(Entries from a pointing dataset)
— begin —

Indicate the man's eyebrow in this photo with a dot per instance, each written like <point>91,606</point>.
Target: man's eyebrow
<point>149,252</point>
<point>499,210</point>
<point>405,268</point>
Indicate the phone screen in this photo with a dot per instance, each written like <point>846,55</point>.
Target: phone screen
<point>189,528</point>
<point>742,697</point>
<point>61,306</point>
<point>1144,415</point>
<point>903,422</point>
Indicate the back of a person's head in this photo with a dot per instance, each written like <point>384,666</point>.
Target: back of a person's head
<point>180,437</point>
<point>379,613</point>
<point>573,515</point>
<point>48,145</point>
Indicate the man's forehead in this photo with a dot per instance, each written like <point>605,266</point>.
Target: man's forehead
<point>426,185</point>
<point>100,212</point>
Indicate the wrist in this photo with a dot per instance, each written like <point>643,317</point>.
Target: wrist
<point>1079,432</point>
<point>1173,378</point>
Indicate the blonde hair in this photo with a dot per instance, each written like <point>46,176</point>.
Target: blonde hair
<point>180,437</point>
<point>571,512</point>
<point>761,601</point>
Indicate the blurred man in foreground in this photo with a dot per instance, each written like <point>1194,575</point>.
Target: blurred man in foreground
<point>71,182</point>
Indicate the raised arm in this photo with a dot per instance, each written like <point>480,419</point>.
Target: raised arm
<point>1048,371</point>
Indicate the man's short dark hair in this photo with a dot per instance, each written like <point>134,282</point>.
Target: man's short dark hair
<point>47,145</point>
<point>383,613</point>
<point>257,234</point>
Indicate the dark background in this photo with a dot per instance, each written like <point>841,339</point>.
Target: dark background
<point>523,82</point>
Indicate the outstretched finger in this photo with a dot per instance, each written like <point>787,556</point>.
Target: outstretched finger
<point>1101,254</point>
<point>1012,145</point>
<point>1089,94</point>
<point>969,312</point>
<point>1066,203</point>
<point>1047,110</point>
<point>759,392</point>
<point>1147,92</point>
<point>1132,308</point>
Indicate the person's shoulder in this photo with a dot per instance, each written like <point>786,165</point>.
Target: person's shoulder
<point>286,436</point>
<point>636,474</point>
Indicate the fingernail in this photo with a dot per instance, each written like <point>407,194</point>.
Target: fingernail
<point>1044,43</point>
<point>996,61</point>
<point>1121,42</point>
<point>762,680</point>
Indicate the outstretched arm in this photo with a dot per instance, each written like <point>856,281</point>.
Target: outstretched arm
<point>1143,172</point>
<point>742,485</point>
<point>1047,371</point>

— end —

Reproduce all the data word for word.

Indicate the man's eyebrow in this photo with a dot per instance, each written like <point>91,606</point>.
Target: man's eyebrow
<point>149,252</point>
<point>499,210</point>
<point>405,268</point>
Indicate the phone screen in this photo with a dot per instance, each written like <point>846,55</point>.
Target: phone screen
<point>189,528</point>
<point>742,697</point>
<point>61,306</point>
<point>1144,415</point>
<point>903,422</point>
Indicate the back of a person's head in this photo with a dot per instance, each written like <point>384,666</point>.
Target: back of a person's head
<point>180,437</point>
<point>379,613</point>
<point>573,515</point>
<point>48,145</point>
Indicate the man's forehead in this photo with a dot per instance, each written like <point>605,266</point>.
Target: man's forehead
<point>426,185</point>
<point>100,212</point>
Indicate the wrist in this photo with a dot per instance, each written like <point>643,317</point>.
Target: wrist
<point>1079,432</point>
<point>1173,378</point>
Indicate the blonde hair in this photo with a dot per instance, each written like <point>46,176</point>.
Target: blonde hair
<point>180,437</point>
<point>571,512</point>
<point>761,601</point>
Indicate the blurred man in foreground in this photo with a dot per instance, each written like <point>1194,575</point>.
Target: blurred man in foreground
<point>71,182</point>
Indicate the raised arm in this photo with a dot per instance, each written like <point>480,419</point>.
Target: raised arm
<point>1048,371</point>
Indicate the man's short dark hair in this photo with a dot per instance, each written like <point>134,282</point>.
Target: man's short dark hair
<point>47,145</point>
<point>383,613</point>
<point>257,234</point>
Indicate the dark background in this photo with a dot per instance, each written like <point>841,339</point>.
Target: dark background
<point>523,82</point>
Indicate the outstretched finger in this photo with a dot per instance, each written like <point>787,556</point>.
Target: outstretched finger
<point>1101,254</point>
<point>1012,145</point>
<point>1089,94</point>
<point>969,312</point>
<point>1066,203</point>
<point>1047,110</point>
<point>759,392</point>
<point>1147,92</point>
<point>1132,308</point>
Indicate the person's shoulder in this photo with a dot per instance, each written like <point>786,165</point>.
Target: person's shoulder
<point>286,436</point>
<point>636,474</point>
Indicate the fingernail in this photo with a dot per instance, each written like <point>407,194</point>.
Target: fingernail
<point>1044,43</point>
<point>996,61</point>
<point>1121,42</point>
<point>762,680</point>
Indicate the outstretched arm in this photo with a dot per instance, each written like <point>856,281</point>.
Target: outstretched arm
<point>1143,172</point>
<point>742,485</point>
<point>1047,371</point>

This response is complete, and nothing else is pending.